:: Исходный текст

21548.fb2 На лобном месте. Литература нравственного сопротивления. 1946-1986 - читать онлайн бесплатно полную версию книги . Страница 35

На лобном месте. Литература нравственного сопротивления. 1946-1986 - читать онлайн бесплатно полную версию книги . Страница 35

В чем причина двухлетнего благодушия властей?

Во-первых, прошел испуг правителей перед солдатом-правдоискателем, вернувшимся с войны.

Во-вторых, начал гаснуть давний страх перед писателем-бунтарем. Взвился советский спутник, затем — ракета с человеком. Что по сравнению с баллистической ракетой какие-то московские бунтари с улицы Герцена? Понадобится — в мешок их да в воду. Появилось у советских властей на короткое время воистину «космическое благодушие».

В речи, обращенной к писателям, Хрущев проявил себя почти либералом. На холуйский возглас Вадима Кожевникова в ЦК: «Руководите нами!» — Хрущев ответил писателям еще в мае 59-го года: «…вы знаете, нелегко сразу разобраться в том, что печатать, а что не печатать… Поэтому, товарищи, не взваливайте на плечи правительства решение таких вопросов, решайте их сами, по-товарищески…»

::::
:: Исходные записи

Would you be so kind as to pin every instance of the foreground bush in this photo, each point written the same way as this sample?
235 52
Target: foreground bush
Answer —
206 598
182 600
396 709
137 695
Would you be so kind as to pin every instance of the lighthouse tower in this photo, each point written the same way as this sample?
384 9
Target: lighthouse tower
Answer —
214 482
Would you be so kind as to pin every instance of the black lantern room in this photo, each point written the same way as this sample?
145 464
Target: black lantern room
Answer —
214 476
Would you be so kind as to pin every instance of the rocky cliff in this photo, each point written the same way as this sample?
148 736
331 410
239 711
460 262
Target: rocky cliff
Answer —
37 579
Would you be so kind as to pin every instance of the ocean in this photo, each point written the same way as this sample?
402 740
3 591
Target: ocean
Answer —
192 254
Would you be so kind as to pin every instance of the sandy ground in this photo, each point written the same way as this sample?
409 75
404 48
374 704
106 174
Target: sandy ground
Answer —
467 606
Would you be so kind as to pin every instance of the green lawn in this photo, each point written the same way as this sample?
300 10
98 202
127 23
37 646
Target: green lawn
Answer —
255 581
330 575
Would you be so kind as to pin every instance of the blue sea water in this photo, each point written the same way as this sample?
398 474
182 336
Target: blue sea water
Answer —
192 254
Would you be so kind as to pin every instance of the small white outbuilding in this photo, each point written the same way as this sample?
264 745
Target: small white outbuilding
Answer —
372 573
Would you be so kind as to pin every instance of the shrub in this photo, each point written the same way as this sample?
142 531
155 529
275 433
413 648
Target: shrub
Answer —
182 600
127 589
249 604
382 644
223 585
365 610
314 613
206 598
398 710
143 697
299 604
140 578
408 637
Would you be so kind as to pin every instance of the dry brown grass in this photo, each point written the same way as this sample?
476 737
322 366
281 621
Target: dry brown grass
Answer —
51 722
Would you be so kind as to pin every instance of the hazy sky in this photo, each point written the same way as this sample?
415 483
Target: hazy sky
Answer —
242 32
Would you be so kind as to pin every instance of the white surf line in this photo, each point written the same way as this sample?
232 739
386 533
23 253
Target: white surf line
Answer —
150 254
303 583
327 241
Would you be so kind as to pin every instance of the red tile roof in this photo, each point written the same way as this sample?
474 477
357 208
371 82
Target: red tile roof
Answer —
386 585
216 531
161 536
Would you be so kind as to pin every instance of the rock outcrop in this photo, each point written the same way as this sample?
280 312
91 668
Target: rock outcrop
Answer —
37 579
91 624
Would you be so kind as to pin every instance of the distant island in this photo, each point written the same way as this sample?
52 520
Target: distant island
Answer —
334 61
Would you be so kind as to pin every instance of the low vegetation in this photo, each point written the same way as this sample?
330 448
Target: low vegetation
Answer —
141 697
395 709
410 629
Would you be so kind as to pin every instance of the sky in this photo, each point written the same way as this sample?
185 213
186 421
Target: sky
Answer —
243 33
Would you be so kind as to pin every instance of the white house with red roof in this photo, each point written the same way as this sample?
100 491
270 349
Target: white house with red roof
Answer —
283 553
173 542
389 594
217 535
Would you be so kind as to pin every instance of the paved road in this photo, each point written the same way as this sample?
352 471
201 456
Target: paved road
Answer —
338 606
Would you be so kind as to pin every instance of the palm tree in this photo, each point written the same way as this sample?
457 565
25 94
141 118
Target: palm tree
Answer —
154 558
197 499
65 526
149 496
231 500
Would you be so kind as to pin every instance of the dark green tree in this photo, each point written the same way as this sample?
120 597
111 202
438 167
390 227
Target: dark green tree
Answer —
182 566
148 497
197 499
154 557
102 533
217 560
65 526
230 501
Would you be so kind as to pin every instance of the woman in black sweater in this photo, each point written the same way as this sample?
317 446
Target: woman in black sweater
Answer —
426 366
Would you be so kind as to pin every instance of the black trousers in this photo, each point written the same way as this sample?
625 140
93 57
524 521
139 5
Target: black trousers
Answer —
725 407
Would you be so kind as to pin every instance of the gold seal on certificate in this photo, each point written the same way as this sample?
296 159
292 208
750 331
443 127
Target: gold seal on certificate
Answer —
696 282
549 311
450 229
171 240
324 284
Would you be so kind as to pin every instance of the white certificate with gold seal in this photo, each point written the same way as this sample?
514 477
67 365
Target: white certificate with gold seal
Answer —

::::

**Перечень заданий**
(a) Приведите заново часть текста о литературе нравственного сопротивления, которая начинается со слов «21548.fb2 На лобном» и заканчивается словами «вернувшимся с войны.», заменив в ней «правителей» на «властителей».
(b) Сколько строк записей содержат слово «with»? Укажите только число.

**Ответы к заданиям**
(a)
21548.fb2 На лобном месте. Литература нравственного сопротивления. 1946-1986 - читать онлайн бесплатно полную версию книги . Страница 35

На лобном месте. Литература нравственного сопротивления. 1946-1986 - читать онлайн бесплатно полную версию книги . Страница 35

В чем причина двухлетнего благодушия властей?

Во-первых, прошел испуг властителей перед солдатом-правдоискателем, вернувшимся с войны.

(b) 4